Given exercise:
Please pull out every line of the records below that contains the string "with", and copy each of those lines unchanged. Matching is case-sensitive.

Provided records:

-- begin --

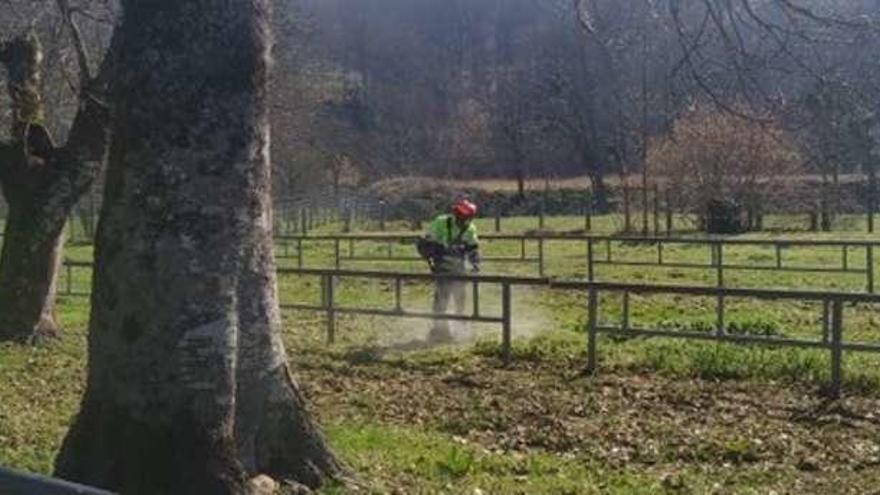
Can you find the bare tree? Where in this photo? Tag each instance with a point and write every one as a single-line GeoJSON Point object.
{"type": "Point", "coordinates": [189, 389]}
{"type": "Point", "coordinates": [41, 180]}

-- end --
-- begin --

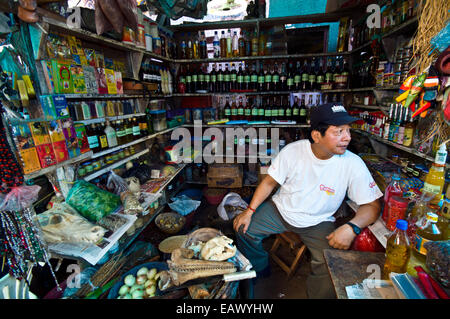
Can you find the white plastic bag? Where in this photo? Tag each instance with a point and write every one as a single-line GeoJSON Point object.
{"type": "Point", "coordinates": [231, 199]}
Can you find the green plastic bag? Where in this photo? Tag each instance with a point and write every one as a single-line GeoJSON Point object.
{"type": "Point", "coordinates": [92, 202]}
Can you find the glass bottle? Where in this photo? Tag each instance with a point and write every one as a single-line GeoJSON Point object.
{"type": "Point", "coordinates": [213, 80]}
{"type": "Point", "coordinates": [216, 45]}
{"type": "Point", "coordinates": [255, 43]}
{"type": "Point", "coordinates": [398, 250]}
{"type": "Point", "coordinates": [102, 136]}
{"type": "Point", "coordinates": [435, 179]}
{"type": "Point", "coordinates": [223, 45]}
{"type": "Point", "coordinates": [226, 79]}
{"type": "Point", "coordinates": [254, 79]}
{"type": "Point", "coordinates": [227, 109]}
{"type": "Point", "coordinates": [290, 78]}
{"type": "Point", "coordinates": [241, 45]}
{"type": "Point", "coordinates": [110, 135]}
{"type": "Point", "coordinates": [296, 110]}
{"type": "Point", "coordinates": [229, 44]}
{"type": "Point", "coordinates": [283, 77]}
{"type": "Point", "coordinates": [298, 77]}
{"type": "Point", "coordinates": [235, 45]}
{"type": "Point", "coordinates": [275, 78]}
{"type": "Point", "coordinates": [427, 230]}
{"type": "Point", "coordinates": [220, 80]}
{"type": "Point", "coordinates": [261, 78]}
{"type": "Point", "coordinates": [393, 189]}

-- end --

Finished exercise:
Can you find the bare tree? Where in this photo? Tag each instance with a point and write every one as a single-line GeoJSON Point object.
Can you find the white plastic bag? Where in this photo? Tag each instance with a point and write every one as a single-line GeoJSON Point object.
Can you find the green plastic bag? Where in this photo? Tag each instance with a point and write every one as a single-line GeoJSON Point object.
Can you find the glass bottle? Where in this photo? Tag each instance with a point and write every one as a single-line GeoJSON Point object.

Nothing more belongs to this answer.